• EXERCISE AIM
Reproduce the data below word for word, keeping every line in its original order.
Start of INPUT RECORDS
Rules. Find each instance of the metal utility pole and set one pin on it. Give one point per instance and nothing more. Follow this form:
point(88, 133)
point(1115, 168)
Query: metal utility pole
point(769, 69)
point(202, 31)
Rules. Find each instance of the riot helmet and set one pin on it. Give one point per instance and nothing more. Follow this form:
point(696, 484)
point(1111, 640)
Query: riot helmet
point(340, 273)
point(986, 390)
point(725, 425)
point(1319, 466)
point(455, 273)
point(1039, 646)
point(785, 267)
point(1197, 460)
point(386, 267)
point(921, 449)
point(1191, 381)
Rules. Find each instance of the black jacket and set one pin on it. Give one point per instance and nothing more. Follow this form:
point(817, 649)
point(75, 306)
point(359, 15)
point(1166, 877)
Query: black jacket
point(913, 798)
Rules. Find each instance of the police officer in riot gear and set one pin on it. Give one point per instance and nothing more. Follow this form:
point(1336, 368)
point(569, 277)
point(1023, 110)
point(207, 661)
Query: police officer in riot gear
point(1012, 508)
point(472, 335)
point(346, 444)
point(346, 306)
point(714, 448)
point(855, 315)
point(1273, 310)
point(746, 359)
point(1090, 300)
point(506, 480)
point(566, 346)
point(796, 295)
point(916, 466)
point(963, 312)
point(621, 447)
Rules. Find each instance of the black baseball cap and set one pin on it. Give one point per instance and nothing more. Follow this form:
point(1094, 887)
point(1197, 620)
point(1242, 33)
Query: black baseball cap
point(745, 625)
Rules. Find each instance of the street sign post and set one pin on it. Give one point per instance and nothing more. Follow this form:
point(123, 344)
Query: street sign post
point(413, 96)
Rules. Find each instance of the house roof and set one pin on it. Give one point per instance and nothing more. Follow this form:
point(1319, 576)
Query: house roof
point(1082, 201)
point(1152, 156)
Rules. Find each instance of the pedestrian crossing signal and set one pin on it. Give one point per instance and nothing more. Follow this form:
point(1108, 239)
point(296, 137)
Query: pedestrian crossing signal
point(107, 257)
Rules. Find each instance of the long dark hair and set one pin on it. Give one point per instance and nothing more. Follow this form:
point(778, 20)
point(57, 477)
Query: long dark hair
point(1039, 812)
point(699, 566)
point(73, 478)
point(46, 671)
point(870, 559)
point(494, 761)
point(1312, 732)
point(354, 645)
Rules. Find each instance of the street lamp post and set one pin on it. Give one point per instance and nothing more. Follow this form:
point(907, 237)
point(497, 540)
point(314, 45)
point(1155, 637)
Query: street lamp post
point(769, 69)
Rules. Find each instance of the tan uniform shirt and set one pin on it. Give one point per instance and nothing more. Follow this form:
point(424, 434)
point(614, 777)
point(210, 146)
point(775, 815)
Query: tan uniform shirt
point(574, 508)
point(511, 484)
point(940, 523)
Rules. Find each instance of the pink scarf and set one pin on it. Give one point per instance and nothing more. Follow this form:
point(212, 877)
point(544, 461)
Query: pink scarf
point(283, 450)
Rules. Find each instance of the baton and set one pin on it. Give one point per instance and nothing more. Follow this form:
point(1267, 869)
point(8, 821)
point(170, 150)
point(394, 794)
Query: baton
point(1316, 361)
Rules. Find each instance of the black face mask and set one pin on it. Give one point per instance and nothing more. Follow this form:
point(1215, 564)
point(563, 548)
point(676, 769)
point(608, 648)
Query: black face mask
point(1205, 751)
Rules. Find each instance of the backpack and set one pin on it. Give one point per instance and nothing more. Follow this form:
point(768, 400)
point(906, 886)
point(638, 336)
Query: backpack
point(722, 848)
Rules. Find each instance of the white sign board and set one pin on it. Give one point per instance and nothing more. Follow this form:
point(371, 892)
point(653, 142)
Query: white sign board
End of INPUT RECORDS
• COMPLETED TASK
Rules. Find each instance of the metal utility pole and set one pin on it. Give one point per instance and nothing more. Follow this form:
point(88, 133)
point(1115, 168)
Query: metal utility pole
point(769, 69)
point(202, 31)
Rules. Find each instance of the riot helmet and set one pin on it. Give one point per instance and nothing more. Follow this form:
point(696, 484)
point(1111, 640)
Query: riot helmet
point(340, 273)
point(986, 390)
point(725, 425)
point(1319, 466)
point(455, 273)
point(1039, 646)
point(785, 267)
point(1197, 460)
point(386, 267)
point(921, 449)
point(1191, 381)
Rules. Find each instance of the black jacket and set one pin on it. Give one point per instance and nothing more. Follow this form:
point(817, 649)
point(75, 306)
point(359, 15)
point(1166, 877)
Query: black jacket
point(913, 798)
Rules. Find each instance of the police officer in riot gear and set one pin on it. Give one point per instance and nothing more. Follow this form:
point(1336, 368)
point(569, 277)
point(1023, 110)
point(207, 661)
Query: police officer in riot gear
point(1012, 508)
point(472, 335)
point(346, 444)
point(346, 306)
point(714, 448)
point(855, 315)
point(1273, 310)
point(746, 359)
point(1090, 300)
point(506, 480)
point(566, 346)
point(796, 295)
point(916, 466)
point(963, 312)
point(621, 447)
Rules. Find each instance of the black baseball cap and set one pin on it. Give one point per instance and nothing more. Follow this form:
point(1094, 887)
point(1197, 620)
point(1242, 33)
Query: black baseball cap
point(745, 625)
Rules. Find each instance of the street sign post and set one pin on it. Give one point per instance and nothing more. Follow this form:
point(123, 344)
Query: street sign post
point(413, 96)
Rules. Find each instance of the house roof and set one pin on it. Give one point per instance and nothing more. Follow this form:
point(1319, 576)
Query: house roof
point(1082, 201)
point(1152, 156)
Rules. Find each instance of the pedestrian crossing signal and set one pin on it. Give one point per instance and nothing more. Follow this form:
point(1108, 239)
point(296, 137)
Query: pedestrian crossing signal
point(107, 257)
Rules. Find each instance of the long dark hair and set one pin on it. Give one point per instance and nothing more. Follow this form:
point(778, 20)
point(57, 477)
Query: long dark hair
point(1039, 812)
point(699, 566)
point(73, 478)
point(46, 671)
point(870, 559)
point(494, 761)
point(1312, 732)
point(354, 645)
Rules. Find each instance of the street lamp post and set one pin on it. Give one point per instance and nothing more. Follow this form:
point(907, 237)
point(497, 540)
point(314, 45)
point(1155, 637)
Query: street lamp post
point(769, 69)
Rules. Find each instance of the tan uniform shirt and set one pin on it. Give one point per instance and nothing more. Follow this form:
point(424, 434)
point(614, 777)
point(210, 146)
point(775, 815)
Query: tan uniform shirt
point(574, 508)
point(511, 484)
point(940, 523)
Rules. Find each instance of the pink scarf and set one pin on it. Give one point per instance and nothing more. Follow this form:
point(212, 877)
point(544, 461)
Query: pink scarf
point(283, 450)
Rules. Find each instance of the baton and set one pin on it. Give one point per instance and nothing more. Follow this form:
point(1267, 869)
point(8, 821)
point(170, 150)
point(394, 794)
Query: baton
point(1316, 361)
Rules. Find each instance of the black face mask and set one pin on it. Give one point per instance and nothing more. Follow this form:
point(1215, 564)
point(563, 548)
point(676, 769)
point(608, 648)
Query: black face mask
point(1205, 751)
Rules. Find each instance of the backpack and set one pin on it. Give one point per instance and nothing more. Follow this form:
point(768, 400)
point(906, 886)
point(638, 336)
Query: backpack
point(722, 848)
Rules. Find each instance of the white sign board and set one pin on it. Give one point per instance and nothing more. Follow this form:
point(371, 892)
point(653, 142)
Query: white sign board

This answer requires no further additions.